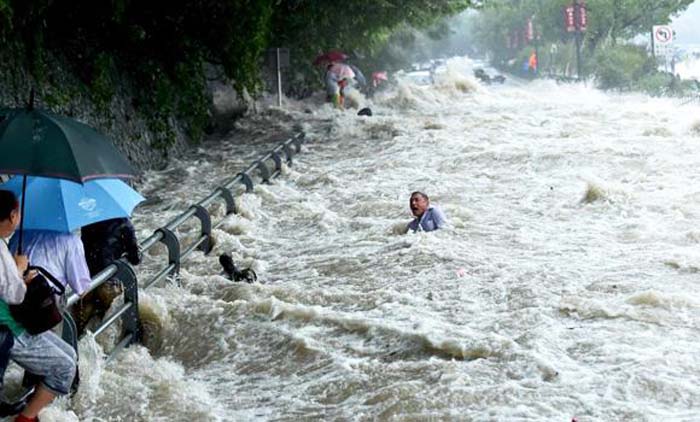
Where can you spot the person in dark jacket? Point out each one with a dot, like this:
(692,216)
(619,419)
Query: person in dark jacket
(104,242)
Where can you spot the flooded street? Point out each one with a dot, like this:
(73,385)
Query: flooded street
(566,285)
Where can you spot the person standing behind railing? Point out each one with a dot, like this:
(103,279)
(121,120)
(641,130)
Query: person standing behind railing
(43,354)
(61,254)
(105,242)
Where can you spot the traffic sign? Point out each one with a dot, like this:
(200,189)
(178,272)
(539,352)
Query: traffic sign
(663,34)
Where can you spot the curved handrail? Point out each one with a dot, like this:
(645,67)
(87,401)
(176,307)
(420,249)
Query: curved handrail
(124,272)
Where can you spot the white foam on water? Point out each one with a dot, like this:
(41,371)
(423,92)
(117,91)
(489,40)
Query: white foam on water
(564,287)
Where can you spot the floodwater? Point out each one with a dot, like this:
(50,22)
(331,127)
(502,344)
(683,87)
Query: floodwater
(567,285)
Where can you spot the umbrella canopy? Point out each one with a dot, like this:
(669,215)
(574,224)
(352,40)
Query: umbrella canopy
(329,57)
(38,143)
(63,206)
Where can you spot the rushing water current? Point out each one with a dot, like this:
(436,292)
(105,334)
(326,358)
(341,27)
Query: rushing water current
(567,285)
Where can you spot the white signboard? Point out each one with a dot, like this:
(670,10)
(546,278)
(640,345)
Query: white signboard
(663,39)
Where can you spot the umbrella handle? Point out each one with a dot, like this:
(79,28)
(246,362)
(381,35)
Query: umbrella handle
(21,212)
(60,289)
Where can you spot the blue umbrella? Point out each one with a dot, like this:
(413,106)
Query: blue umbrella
(63,206)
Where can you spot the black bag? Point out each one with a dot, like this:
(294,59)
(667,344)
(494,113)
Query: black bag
(39,311)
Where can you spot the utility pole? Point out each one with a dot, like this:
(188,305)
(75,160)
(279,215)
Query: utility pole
(577,36)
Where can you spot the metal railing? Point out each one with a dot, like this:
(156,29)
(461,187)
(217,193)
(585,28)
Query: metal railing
(266,168)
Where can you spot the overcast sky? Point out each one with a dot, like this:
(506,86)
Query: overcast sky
(687,25)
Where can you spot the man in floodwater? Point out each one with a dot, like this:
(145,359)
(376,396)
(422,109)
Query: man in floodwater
(427,218)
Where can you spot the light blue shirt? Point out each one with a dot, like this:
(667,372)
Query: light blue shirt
(432,219)
(61,254)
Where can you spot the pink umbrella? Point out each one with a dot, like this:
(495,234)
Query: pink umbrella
(330,57)
(377,77)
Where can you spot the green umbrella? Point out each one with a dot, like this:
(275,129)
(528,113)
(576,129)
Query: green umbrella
(39,143)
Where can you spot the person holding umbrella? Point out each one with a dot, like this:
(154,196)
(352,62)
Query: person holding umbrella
(104,242)
(99,209)
(43,354)
(37,142)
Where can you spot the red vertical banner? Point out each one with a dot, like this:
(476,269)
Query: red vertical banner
(582,16)
(569,21)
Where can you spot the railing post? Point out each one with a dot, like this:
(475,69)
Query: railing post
(289,153)
(69,331)
(228,198)
(247,181)
(264,171)
(173,244)
(203,215)
(131,321)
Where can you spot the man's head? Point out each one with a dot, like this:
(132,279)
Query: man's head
(419,203)
(9,213)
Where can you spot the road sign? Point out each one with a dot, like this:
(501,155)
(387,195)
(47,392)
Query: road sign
(663,34)
(662,38)
(569,21)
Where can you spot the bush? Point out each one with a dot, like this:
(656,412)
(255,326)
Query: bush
(622,66)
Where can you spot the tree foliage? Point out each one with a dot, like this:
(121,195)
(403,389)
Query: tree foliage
(163,46)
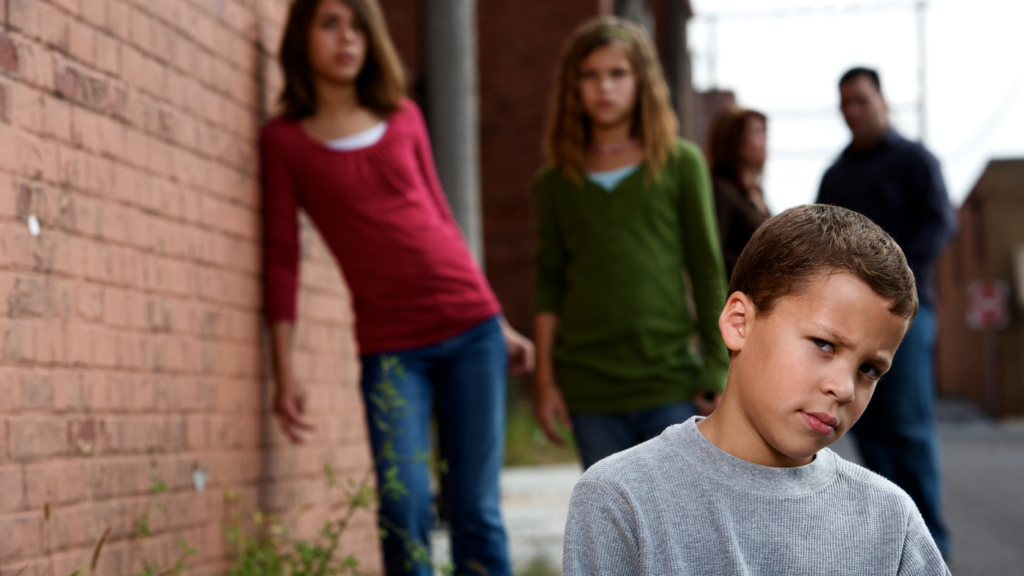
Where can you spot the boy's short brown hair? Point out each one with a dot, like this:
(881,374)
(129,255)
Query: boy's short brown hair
(792,248)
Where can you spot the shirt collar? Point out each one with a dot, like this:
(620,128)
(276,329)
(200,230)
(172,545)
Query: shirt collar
(889,138)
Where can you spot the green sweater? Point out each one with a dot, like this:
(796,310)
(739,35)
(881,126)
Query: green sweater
(610,265)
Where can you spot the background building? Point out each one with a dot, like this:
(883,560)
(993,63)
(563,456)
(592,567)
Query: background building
(985,367)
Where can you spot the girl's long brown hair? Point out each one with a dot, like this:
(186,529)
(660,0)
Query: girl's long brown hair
(654,123)
(381,83)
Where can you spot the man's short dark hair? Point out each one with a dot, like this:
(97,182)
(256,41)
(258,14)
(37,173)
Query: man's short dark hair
(792,249)
(855,73)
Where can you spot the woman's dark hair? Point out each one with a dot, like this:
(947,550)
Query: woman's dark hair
(725,139)
(381,83)
(855,73)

- - - - - - -

### WRITTEN PROBLEM
Write out the whole listing exactly, and drop the pictures.

### RESPONSE FOR THIS EXERCISE
Where can you spot the person in dark jacket? Point out each one with a dot, like this:
(692,216)
(619,419)
Query: person in dark jacket
(104,242)
Where can you spot the flooded street? Point out each one with a dot, like this:
(73,385)
Query: flooded street
(566,285)
Where can you spot the person standing behind railing? Point out each one with a dot, like this:
(103,279)
(121,120)
(641,130)
Query: person standing behind railing
(43,354)
(61,254)
(105,242)
Where can you spot the traffic sign? Point out each one with a dot, like this:
(200,189)
(178,272)
(539,352)
Query: traffic sign
(663,34)
Where can you spot the curved handrail? Point out each one with a dot, like this:
(645,67)
(87,401)
(176,307)
(420,249)
Query: curved handrail
(124,272)
Where can you spot the white foam on water? Point out each one with a dot, like this:
(41,371)
(423,92)
(117,91)
(489,40)
Query: white foam on water
(564,287)
Where can you spot the floodwater? Point out each one with a dot, like this:
(50,22)
(331,127)
(502,344)
(683,87)
Query: floodwater
(567,285)
Where can you spot the umbrella canopy? Point out each one with a dot, like this:
(669,215)
(574,224)
(352,40)
Query: umbrella canopy
(329,57)
(38,143)
(63,206)
Where can you spot the rushing water current? Point out each one with a dot, like this:
(436,292)
(105,334)
(326,358)
(341,27)
Query: rushing water current
(567,285)
Where can you spot the white signboard? Point out each one with a dot, like this:
(670,10)
(546,278)
(640,345)
Query: white signboard
(663,39)
Where can you spot the umbrella handle? Point out each one with a dot, like this:
(79,28)
(246,362)
(381,35)
Query: umbrella handle
(21,212)
(60,289)
Where can you spot the blue umbrella? Point out each one with a dot, like this:
(413,106)
Query: blue umbrella
(63,206)
Where can you spot the black bag? Point out each one with a dot, like this:
(294,59)
(667,344)
(494,113)
Query: black bag
(39,311)
Where can you spot the utility pole? Point out each one with a dot, like this:
(188,305)
(75,160)
(279,215)
Query: utility pole
(577,36)
Where can you spot the metal railing? Point out each one with a dot, like this:
(156,29)
(461,187)
(217,193)
(585,28)
Query: metal railing
(266,168)
Where can you spot the overcast sky? Point out each one with a dot, like this:
(506,86)
Query: overcast sky
(687,25)
Where can you spot the man in floodwater? Point out each one with a dot, like this:
(145,359)
(376,396)
(422,109)
Query: man in floodwater
(427,218)
Where can you spot the light blue shirt? Point out each one with a dot, like this:
(667,372)
Query: light blue shirt
(432,219)
(61,254)
Where can you spot the pink umbrella? Point out each one with a dot, like this:
(495,234)
Query: pink umbrella
(330,57)
(377,77)
Where can you spot the green umbrella? Point out each one with a dot, like this:
(275,129)
(528,113)
(576,129)
Query: green umbrella
(39,143)
Where can you spot the person holding umbrella? Point out each one with a dot, like this:
(154,196)
(352,62)
Query: person holding umbrella
(104,242)
(99,209)
(43,354)
(37,142)
Where can you spot the red vertical banner? Point out each one with a dot, like this:
(476,269)
Query: red vertical banner
(582,16)
(569,21)
Where can you spot the railing post? Point out each one with a dot, like this:
(475,69)
Query: railing post
(289,153)
(69,331)
(228,198)
(247,181)
(264,171)
(173,244)
(203,215)
(131,321)
Where can you spot the man's head? Point out each one with a dot, like this:
(132,279)
Query: man's head
(419,203)
(9,213)
Where can you spot the road sign? Point out each one with a dot, like this:
(501,155)
(387,195)
(47,392)
Query: road sign
(663,34)
(662,38)
(569,21)
Where can you spot the bush? Point out each one with a dot, like this:
(656,412)
(255,326)
Query: bush
(622,66)
Where can you spot the tree foliage? Point out each one with a dot, like this:
(121,195)
(403,389)
Query: tree foliage
(163,46)
Where can you spot the boy's short brown hair? Point out each one with a dot, like this:
(881,374)
(129,255)
Query: boy's short brown hair
(792,248)
Where can you spot the shirt collar? Point out each one with a dot, like this:
(620,128)
(276,329)
(200,230)
(172,545)
Query: shirt collar
(889,138)
Where can you spot the green sweater? Point out each one with a dot, like this:
(796,310)
(739,35)
(881,126)
Query: green sweater
(610,265)
Where can you spot the background building? Point out each one with a dot, like this:
(883,560)
(993,63)
(563,456)
(592,567)
Query: background building
(985,367)
Where can you spot the girl's long brown hair? Point out each one with a dot, like this:
(186,529)
(660,0)
Query: girl's long brown hair
(654,123)
(381,83)
Where can you spot the man's short dark hair? Point out each one with a dot, like this:
(97,182)
(256,41)
(258,14)
(37,173)
Query: man's short dark hair
(792,249)
(855,73)
Where can you spot the woman's dark hair? Point out each one with a dot, like this:
(947,550)
Query: woman's dark hair
(725,139)
(381,83)
(855,73)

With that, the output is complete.